**Requirements**
1: In the jet go-kart account, write out the passage that starts with the words "I started designing" and ends after the words "of the combustion chamber.".
2: Find each line in the entries that contains the string "ball", matching uppercase and lowercase letters exactly.

**Document**

::::

Experimental Fun

After building my first jet engine which can be seen in "Older Projects" I decided to build a jet powered go-kart for a challenge. I started off by finding a turbocharger to use, as the size of this component would determine the size I would have to build the combustion chamber to and the maximum size and weight that the go-kart could be. I found a turbo in the USA for auction on E-bay, I eventually won the auction with the turbo being bought for $450 Aud and $250 Aud postage. When I received the turbo I weighed it and it was around 30KG. 

I started designing the combustion chamber, this is a very important step as it must have enough capacity to contain the combustion process required to spool the turbo to life. I believe there is a basic program used by some jet engine builders to design the combustion chamber and the amount of holes required in the flame tube which is inside the combustion chamber. This may be still available online. Originally I used an old steel fire extinguisher as the flame tube, but later upgraded it to a stainless steel flame tube which was also made out of an old fire extinguisher. I can't remember exactly how many holes I had to drill but there was around 90. Some sections had holes of different sizes which would allow more air to be introduced into the combustion process. I added a spark plug, liquid fuel injection port and propane injection port to the top of the combustion chamber.

::::

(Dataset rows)
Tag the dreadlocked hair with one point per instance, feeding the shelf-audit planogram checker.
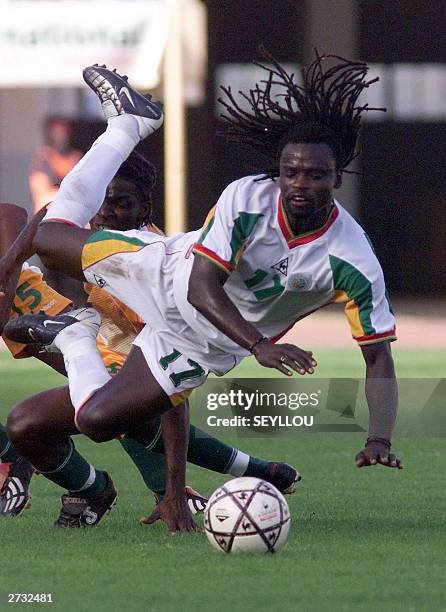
(142, 174)
(324, 109)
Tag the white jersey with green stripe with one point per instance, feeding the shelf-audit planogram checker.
(277, 278)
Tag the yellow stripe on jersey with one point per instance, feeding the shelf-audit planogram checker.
(357, 330)
(352, 313)
(33, 295)
(103, 244)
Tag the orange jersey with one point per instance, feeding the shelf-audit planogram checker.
(119, 326)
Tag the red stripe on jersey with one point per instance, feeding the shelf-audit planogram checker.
(293, 240)
(202, 250)
(56, 220)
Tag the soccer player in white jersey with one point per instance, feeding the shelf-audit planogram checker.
(277, 247)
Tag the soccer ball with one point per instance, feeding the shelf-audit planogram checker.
(247, 515)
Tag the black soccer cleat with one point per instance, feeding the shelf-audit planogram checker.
(119, 98)
(282, 476)
(79, 511)
(14, 488)
(41, 329)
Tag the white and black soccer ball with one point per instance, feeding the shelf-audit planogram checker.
(247, 515)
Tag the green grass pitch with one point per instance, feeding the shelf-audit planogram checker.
(366, 539)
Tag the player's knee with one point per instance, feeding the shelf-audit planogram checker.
(22, 425)
(91, 423)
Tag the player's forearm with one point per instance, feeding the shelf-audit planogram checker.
(175, 428)
(20, 250)
(382, 393)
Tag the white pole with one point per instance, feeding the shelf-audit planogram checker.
(174, 124)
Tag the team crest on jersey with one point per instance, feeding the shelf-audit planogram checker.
(281, 266)
(99, 281)
(299, 282)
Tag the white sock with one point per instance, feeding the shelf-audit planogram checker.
(82, 191)
(239, 464)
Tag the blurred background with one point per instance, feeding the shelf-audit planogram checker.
(399, 193)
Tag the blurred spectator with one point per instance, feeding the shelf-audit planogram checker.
(49, 166)
(52, 162)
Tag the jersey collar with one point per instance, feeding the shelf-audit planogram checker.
(294, 241)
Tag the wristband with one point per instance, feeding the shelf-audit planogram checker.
(252, 347)
(379, 440)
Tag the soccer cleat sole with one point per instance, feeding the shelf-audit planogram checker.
(119, 98)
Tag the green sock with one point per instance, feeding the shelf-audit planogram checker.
(149, 464)
(7, 453)
(204, 451)
(211, 453)
(76, 475)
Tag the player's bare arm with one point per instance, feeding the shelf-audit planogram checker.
(382, 398)
(19, 246)
(207, 295)
(12, 220)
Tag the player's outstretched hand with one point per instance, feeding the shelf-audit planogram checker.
(377, 451)
(175, 513)
(284, 357)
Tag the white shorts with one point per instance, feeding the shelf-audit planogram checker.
(138, 268)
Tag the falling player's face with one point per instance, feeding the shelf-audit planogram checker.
(308, 176)
(122, 208)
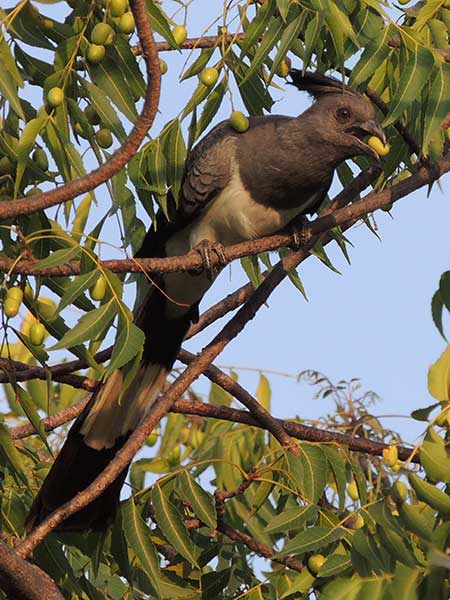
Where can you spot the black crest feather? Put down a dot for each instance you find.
(317, 84)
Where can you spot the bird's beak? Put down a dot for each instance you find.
(372, 128)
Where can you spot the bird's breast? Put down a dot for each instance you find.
(235, 216)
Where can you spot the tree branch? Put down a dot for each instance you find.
(23, 581)
(68, 191)
(193, 261)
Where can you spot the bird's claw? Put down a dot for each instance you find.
(300, 233)
(205, 248)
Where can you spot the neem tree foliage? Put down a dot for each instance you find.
(232, 511)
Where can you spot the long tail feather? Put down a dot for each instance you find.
(106, 423)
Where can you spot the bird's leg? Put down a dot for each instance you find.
(205, 248)
(298, 229)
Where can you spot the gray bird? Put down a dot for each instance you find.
(235, 187)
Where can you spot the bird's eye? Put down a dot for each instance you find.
(343, 114)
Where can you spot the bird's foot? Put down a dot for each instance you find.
(206, 248)
(300, 232)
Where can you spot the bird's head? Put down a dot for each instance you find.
(344, 117)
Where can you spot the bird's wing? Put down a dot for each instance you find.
(208, 170)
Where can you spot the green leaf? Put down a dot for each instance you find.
(270, 38)
(287, 38)
(436, 108)
(107, 76)
(138, 536)
(172, 526)
(309, 471)
(414, 520)
(435, 457)
(201, 502)
(102, 105)
(128, 343)
(404, 584)
(59, 257)
(76, 287)
(291, 518)
(422, 414)
(212, 105)
(414, 75)
(341, 589)
(312, 539)
(174, 150)
(375, 53)
(257, 26)
(13, 458)
(199, 64)
(263, 392)
(437, 306)
(89, 327)
(429, 493)
(336, 563)
(439, 377)
(30, 409)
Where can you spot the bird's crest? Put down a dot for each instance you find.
(317, 84)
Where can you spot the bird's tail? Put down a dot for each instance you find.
(109, 419)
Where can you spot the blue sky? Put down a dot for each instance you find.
(372, 322)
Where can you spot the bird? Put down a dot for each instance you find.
(236, 186)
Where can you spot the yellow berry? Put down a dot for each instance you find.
(40, 158)
(163, 66)
(390, 455)
(377, 145)
(117, 7)
(104, 138)
(15, 293)
(179, 33)
(399, 491)
(315, 562)
(55, 96)
(239, 121)
(37, 334)
(209, 76)
(96, 53)
(102, 34)
(11, 307)
(126, 23)
(98, 290)
(352, 490)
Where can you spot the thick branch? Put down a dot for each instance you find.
(193, 261)
(68, 191)
(23, 581)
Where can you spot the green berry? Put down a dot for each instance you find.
(102, 34)
(96, 53)
(104, 138)
(163, 66)
(92, 115)
(315, 562)
(55, 97)
(284, 67)
(126, 23)
(209, 76)
(16, 293)
(40, 158)
(117, 7)
(179, 33)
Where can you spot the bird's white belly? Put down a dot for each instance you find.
(233, 217)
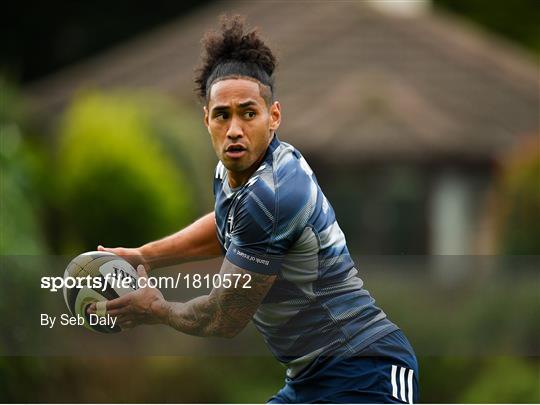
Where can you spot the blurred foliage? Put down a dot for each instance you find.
(118, 179)
(517, 381)
(517, 198)
(20, 231)
(517, 19)
(466, 336)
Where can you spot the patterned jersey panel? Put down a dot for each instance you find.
(280, 223)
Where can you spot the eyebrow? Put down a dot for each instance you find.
(245, 104)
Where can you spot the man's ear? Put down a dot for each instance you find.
(275, 116)
(206, 122)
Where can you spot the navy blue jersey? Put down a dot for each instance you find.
(280, 223)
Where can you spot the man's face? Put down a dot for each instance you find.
(240, 125)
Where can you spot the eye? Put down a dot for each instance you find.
(220, 116)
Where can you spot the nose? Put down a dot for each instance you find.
(235, 129)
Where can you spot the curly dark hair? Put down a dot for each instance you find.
(234, 53)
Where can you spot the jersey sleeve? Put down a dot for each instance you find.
(267, 221)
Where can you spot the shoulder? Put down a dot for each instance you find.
(283, 191)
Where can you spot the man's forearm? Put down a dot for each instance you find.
(195, 242)
(201, 316)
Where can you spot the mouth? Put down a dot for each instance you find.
(235, 151)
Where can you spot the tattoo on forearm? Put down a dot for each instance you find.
(225, 311)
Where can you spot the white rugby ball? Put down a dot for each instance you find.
(101, 276)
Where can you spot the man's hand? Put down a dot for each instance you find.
(133, 256)
(144, 306)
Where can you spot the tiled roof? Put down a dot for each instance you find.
(354, 83)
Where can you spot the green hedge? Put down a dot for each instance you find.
(116, 182)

::::

**Set of answers**
1:
I started designing the combustion chamber, this is a very important step as it must have enough capacity to contain the combustion process required to spool the turbo to life. I believe there is a basic program used by some jet engine builders to design the combustion chamber and the amount of holes required in the flame tube which is inside the combustion chamber. This may be still available online. Originally I used an old steel fire extinguisher as the flame tube, but later upgraded it to a stainless steel flame tube which was also made out of an old fire extinguisher. I can't remember exactly how many holes I had to drill but there was around 90. Some sections had holes of different sizes which would allow more air to be introduced into the combustion process. I added a spark plug, liquid fuel injection port and propane injection port to the top of the combustion chamber.

2:
Tag the soccer ball with one point per instance, feeding the shelf-audit planogram checker.
Tag the white and black soccer ball with one point per instance, feeding the shelf-audit planogram checker.
Where can you spot the white rugby ball? Put down a dot for each instance you find.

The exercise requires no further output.